Reproduce the material below line for line, leaving out the pictures.

------------------------------------

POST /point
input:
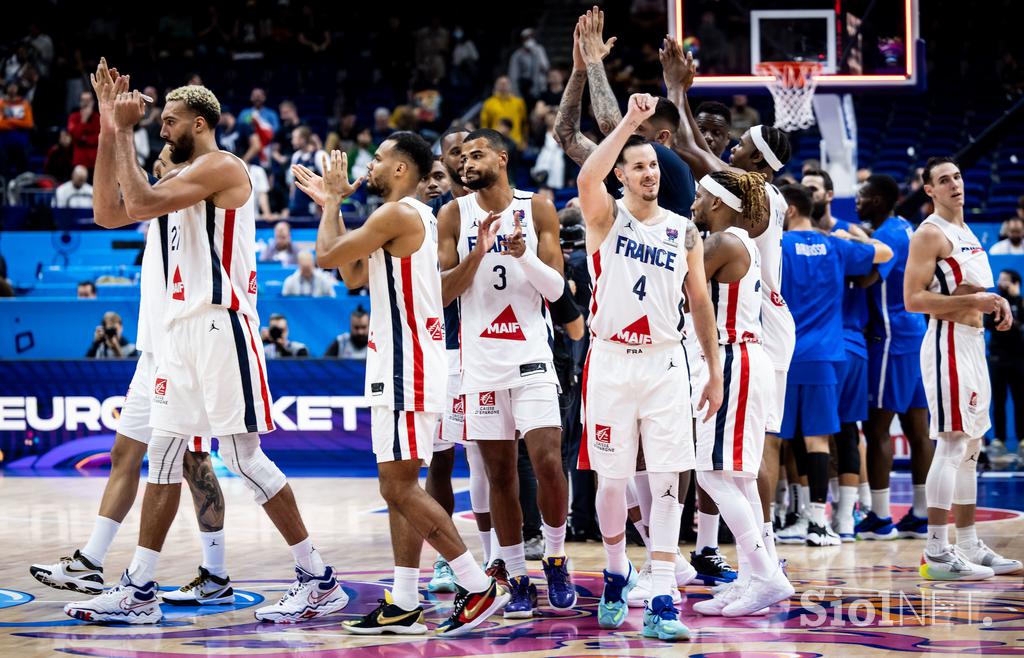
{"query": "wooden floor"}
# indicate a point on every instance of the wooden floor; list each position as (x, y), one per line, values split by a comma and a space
(859, 600)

------------------------------------

EXPECTED OUTPUT
POST /point
input:
{"query": "wooden floor"}
# indicate a point on every instance of the wooden floor; list each position as (x, y), one per line, values split by a comma and a space
(859, 600)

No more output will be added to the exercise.